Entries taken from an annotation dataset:
════

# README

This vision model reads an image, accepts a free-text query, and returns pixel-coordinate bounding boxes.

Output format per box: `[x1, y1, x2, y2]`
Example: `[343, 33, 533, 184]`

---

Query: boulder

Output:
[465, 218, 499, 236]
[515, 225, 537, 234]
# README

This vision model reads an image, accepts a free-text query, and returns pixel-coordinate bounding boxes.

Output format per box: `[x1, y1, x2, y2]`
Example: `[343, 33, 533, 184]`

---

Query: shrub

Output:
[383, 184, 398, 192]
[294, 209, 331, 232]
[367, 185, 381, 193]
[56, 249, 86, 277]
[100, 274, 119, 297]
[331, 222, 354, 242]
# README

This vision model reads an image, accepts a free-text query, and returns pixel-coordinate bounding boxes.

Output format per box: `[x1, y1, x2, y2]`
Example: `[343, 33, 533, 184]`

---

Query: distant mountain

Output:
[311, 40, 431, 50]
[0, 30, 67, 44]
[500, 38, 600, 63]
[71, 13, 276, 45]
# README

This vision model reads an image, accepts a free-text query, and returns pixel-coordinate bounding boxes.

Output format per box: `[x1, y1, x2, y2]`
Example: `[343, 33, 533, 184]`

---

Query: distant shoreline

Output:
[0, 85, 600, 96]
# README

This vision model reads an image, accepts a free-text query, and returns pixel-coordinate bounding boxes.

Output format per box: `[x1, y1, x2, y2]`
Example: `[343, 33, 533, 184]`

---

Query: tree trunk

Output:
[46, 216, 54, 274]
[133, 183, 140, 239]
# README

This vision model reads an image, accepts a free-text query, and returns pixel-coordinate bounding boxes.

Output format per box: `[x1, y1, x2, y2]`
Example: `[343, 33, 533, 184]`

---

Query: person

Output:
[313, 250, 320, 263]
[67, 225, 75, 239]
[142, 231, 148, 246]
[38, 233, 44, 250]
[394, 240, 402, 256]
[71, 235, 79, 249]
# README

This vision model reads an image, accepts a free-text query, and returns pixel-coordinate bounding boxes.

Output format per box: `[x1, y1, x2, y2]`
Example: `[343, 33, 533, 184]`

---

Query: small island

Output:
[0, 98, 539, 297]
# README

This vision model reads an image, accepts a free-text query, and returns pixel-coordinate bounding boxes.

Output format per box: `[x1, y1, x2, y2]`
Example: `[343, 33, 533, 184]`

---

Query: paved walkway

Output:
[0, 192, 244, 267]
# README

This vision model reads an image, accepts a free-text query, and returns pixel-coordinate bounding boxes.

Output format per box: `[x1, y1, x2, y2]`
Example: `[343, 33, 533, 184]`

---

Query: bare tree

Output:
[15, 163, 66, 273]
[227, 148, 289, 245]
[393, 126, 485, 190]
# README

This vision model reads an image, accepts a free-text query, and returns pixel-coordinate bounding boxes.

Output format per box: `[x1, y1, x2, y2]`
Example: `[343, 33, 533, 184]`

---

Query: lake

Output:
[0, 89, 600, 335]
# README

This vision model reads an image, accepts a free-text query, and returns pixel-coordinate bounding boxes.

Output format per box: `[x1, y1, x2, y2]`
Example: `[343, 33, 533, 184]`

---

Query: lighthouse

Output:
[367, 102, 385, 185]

════

**DIRECTIVE:**
Write out all of the items above again, character for character, without changing anything.

**COMPLETE OUTPUT:**
# README

This vision model reads an image, accepts a free-text query, and returns pixel-coordinate bounding boxes.

Output format per box: `[x1, y1, x2, y2]`
Example: `[343, 33, 533, 184]`

---

Query: boulder

Output:
[465, 218, 499, 236]
[515, 225, 537, 234]
# README

This vision model reads an image, accepts a free-text query, and returns pixel-coordinate bounding boxes.

Output format per box: `[x1, y1, x2, y2]`
Example: `[343, 33, 533, 184]`

---

Query: shrub

Output:
[383, 184, 398, 192]
[294, 209, 331, 232]
[367, 185, 381, 193]
[56, 249, 86, 277]
[100, 274, 119, 297]
[331, 222, 354, 242]
# README

This vision model reads an image, accepts a free-text query, and returns pixel-coordinate bounding boxes.

Output format per box: `[x1, y1, x2, y2]`
Example: `[343, 33, 533, 184]`

---

Query: distant mountain

Output:
[311, 40, 431, 50]
[0, 30, 67, 44]
[500, 38, 600, 63]
[71, 13, 276, 45]
# README

This vision model reads an image, accepts a free-text query, and returns pixel-coordinate bounding boxes.

Output format per box: `[x1, y1, x2, y2]`
Example: `[343, 33, 533, 184]`

---

Query: distant shoreline

Output:
[0, 85, 600, 96]
# README

This vision model reads an image, accepts a free-text query, and returns pixel-coordinate bounding boxes.

Output format per box: `[x1, y1, x2, y2]`
Example: `[343, 33, 533, 184]`

---

Query: tree trunk

Output:
[46, 216, 54, 274]
[133, 183, 140, 239]
# README

This vision model reads an image, accepts a free-text query, and returns pixel-coordinate bounding boxes.

Output format per box: `[x1, y1, x2, y2]`
Example: `[343, 33, 533, 184]`

---

Query: person

Output:
[313, 250, 320, 263]
[67, 225, 75, 239]
[142, 231, 148, 246]
[38, 233, 44, 250]
[394, 240, 402, 256]
[71, 235, 79, 249]
# README

This vision model reads an image, accepts a free-text query, and returns pixel-coordinate bounding boxes.

Output format per box: `[x1, y1, x2, y2]`
Example: `[343, 33, 533, 184]`

---

Query: small island

Output:
[0, 98, 539, 297]
# README

This vision model reads an image, accepts a free-text query, and returns pixel-coordinate bounding boxes.

Output format per box: `[x1, y1, x2, y2]`
Example: `[343, 33, 533, 184]`

---

Query: paved walkway

Output:
[0, 192, 244, 267]
# README

This vision model reads an image, accepts a free-text query, and returns pixel-coordinate bounding boxes.

Output format per box: `[x1, y1, x2, y2]`
Example: `[343, 33, 533, 184]`

---

Query: bare tree

Output:
[15, 163, 66, 273]
[227, 148, 289, 245]
[393, 126, 485, 190]
# README

This vision model reads an image, accepts a free-text query, and returns pixel-coordinate bounding boxes.

Output format per box: `[x1, y1, x2, y2]`
Example: `[343, 33, 533, 184]`

---

Query: lake

Output:
[0, 89, 600, 335]
# README

This vision model reads an image, accepts a free-text query, and returns pixel-coordinate bounding boxes.

Output format per box: `[x1, y1, x2, y2]`
Example: `[343, 33, 533, 184]`

---

Query: lighthouse

Output:
[367, 102, 385, 185]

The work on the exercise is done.